TEXTO FORNECIDO:
========

Recentemente, voltou a ter destaque na mídia brasileira a polêmica sobre as cópias de páginas de livros nas universidades. Com dois artigos sobre o tema, procurarei expor os aspectos jurídicos da discussão e desmistificar o papel da lei no tocante ao assunto. Neste primeiro texto, discorrerei sobre a legalidade da cópia de capítulos de livros e artigos de revistas científicas.

A Associação Brasileira de Direitos Reprográficos – ABDR, em conjunto com parte do Poder Público, intensificou sua atuação no sentido de reprimir a prática do xerox, sob o argumento de que tais atos são ilegais. A ABDR cita, a seu favor, a lei 9610/98, que protege os direitos do autor sobre sua propriedade intelectual. Segundo a entidade, ao copiar capítulos de obras ou artigos de revistas, viola-se o preceito legal e o direito autoral.

Em oposição, alunos, bibliotecários e professores universitários, desprovidos, na sua maioria, de meios para a aquisição de todas as obras necessárias para o seu estudo regular e manutenção das atividades acadêmicas, reagem com manifestações e campanhas, argumentando não ser possível a atividade acadêmica sem o xerox de partes de livros, visto que a compra integral de todas as obras seria impraticável.

Mas, afinal, quem tem razão?
A aparente controvérsia jurídica, nesse caso, se dá por conta do próprio texto da lei 9610/98, que traria em si, em tese, uma lacuna.

========

LINHAS:

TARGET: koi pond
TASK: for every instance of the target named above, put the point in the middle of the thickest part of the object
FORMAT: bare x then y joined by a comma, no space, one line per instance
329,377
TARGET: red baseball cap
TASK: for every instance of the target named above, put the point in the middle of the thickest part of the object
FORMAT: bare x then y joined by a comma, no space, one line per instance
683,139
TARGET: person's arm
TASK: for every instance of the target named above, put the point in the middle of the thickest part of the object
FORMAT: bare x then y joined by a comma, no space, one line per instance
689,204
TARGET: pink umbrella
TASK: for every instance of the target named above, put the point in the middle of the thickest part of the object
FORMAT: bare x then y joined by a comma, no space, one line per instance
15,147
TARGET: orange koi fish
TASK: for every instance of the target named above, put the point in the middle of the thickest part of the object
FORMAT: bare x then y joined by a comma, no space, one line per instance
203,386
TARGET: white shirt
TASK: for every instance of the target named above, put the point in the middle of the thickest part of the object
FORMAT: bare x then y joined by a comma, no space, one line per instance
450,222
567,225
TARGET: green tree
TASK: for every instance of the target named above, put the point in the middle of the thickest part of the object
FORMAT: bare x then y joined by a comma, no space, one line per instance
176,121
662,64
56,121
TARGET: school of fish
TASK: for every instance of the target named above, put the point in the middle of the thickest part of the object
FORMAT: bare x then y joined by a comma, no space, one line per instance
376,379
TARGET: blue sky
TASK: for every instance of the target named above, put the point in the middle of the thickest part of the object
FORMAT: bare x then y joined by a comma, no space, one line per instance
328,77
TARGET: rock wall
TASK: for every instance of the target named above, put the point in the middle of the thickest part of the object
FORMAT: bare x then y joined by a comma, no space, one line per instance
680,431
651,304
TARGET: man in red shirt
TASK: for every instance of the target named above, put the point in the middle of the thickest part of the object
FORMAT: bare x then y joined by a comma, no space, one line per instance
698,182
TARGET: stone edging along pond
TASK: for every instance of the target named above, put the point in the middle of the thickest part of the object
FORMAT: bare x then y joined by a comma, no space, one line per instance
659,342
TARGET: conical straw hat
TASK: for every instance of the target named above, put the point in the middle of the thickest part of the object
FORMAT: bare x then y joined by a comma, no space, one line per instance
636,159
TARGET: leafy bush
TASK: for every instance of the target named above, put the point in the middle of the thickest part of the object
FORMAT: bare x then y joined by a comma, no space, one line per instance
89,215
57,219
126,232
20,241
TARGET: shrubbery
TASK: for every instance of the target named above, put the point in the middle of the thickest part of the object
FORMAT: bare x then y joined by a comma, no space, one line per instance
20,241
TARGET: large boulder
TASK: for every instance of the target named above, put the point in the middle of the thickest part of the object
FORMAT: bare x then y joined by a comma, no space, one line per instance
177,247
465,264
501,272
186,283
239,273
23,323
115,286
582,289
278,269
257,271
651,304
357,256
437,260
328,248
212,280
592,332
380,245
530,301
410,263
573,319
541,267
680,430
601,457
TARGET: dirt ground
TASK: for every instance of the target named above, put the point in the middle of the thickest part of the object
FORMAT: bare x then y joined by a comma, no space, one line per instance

========

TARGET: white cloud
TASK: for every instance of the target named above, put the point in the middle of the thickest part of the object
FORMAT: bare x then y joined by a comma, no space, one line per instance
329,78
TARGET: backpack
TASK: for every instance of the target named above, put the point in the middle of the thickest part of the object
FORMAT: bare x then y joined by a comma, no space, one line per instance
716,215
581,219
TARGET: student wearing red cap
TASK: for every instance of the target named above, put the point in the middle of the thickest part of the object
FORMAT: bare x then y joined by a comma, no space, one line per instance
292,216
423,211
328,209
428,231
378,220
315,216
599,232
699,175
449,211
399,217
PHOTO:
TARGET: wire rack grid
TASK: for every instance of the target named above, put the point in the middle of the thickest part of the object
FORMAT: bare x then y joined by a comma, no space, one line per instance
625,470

========

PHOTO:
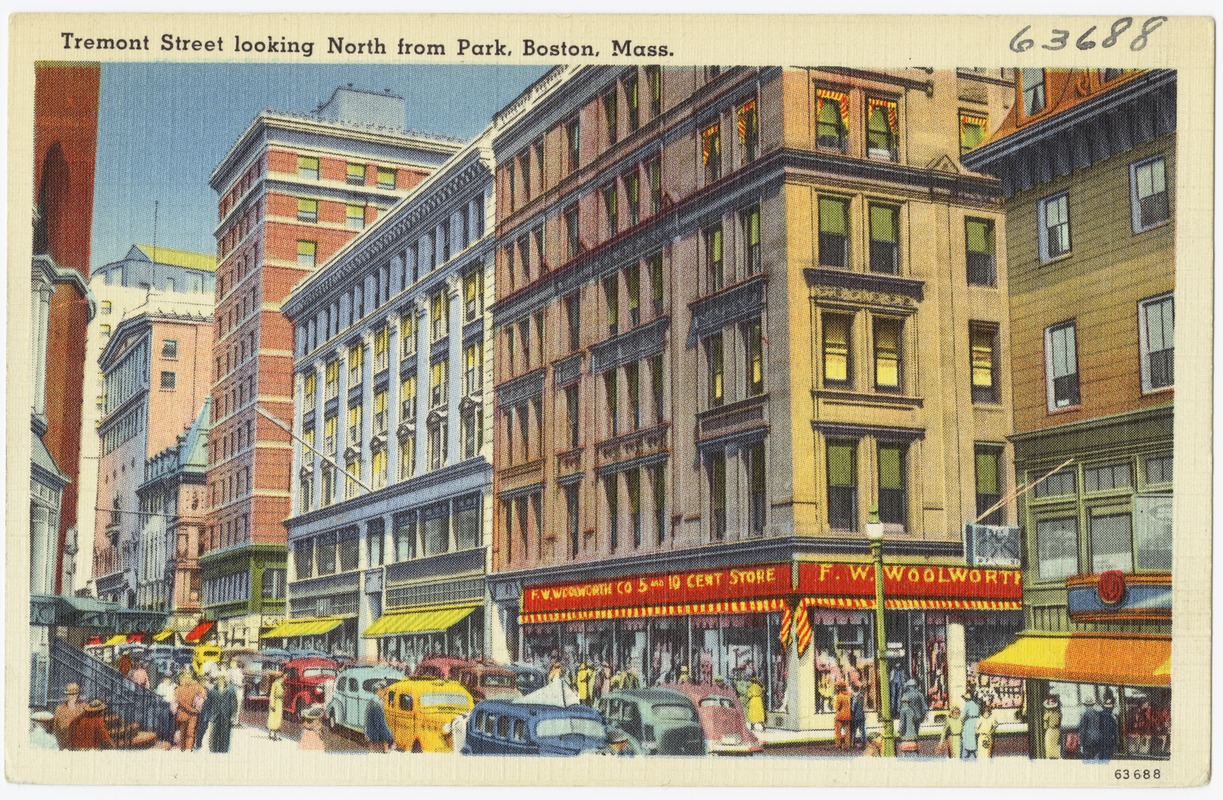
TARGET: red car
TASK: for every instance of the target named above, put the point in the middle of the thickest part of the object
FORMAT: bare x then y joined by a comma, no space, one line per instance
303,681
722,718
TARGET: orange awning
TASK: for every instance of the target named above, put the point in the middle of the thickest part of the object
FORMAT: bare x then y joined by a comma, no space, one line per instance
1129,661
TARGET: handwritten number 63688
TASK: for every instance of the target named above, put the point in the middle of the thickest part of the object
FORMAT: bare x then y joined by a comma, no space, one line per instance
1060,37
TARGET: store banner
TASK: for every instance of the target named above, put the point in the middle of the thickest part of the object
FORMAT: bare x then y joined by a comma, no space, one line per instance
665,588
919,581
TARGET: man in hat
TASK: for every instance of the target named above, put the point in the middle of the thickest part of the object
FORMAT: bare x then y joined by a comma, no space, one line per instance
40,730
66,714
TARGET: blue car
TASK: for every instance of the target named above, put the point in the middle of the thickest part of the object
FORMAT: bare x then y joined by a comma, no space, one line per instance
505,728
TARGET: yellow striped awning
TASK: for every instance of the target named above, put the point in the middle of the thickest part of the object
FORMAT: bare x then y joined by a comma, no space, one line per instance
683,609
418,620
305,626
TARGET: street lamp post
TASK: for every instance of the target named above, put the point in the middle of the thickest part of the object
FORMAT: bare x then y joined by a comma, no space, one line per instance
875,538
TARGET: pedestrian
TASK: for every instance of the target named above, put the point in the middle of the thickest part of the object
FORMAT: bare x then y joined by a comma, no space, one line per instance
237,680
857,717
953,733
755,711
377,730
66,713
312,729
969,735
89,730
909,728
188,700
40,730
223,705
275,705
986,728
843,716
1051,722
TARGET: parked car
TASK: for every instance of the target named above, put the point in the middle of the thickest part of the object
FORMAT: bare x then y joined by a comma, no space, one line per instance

========

INSTRUÇÕES:
1/ Responda com base no texto sobre as cópias de livros nas universidades:
(a) Que lei a ABDR cita a seu favor?
(b) Quem reage com manifestações e campanhas contra a repressão ao xerox?
(c) Quantos artigos sobre o tema o texto anuncia?
2/ Duplique, no texto sobre as cópias de livros nas universidades, o trecho que vai de "Recentemente, voltou a" até "de revistas científicas.".
A listagem acima provém de outra fonte.

RESULTADOS FINAIS:
1/
(a) A lei 9610/98.
(b) Alunos, bibliotecários e professores universitários.
(c) Dois artigos.

2/
Recentemente, voltou a ter destaque na mídia brasileira a polêmica sobre as cópias de páginas de livros nas universidades. Com dois artigos sobre o tema, procurarei expor os aspectos jurídicos da discussão e desmistificar o papel da lei no tocante ao assunto. Neste primeiro texto, discorrerei sobre a legalidade da cópia de capítulos de livros e artigos de revistas científicas.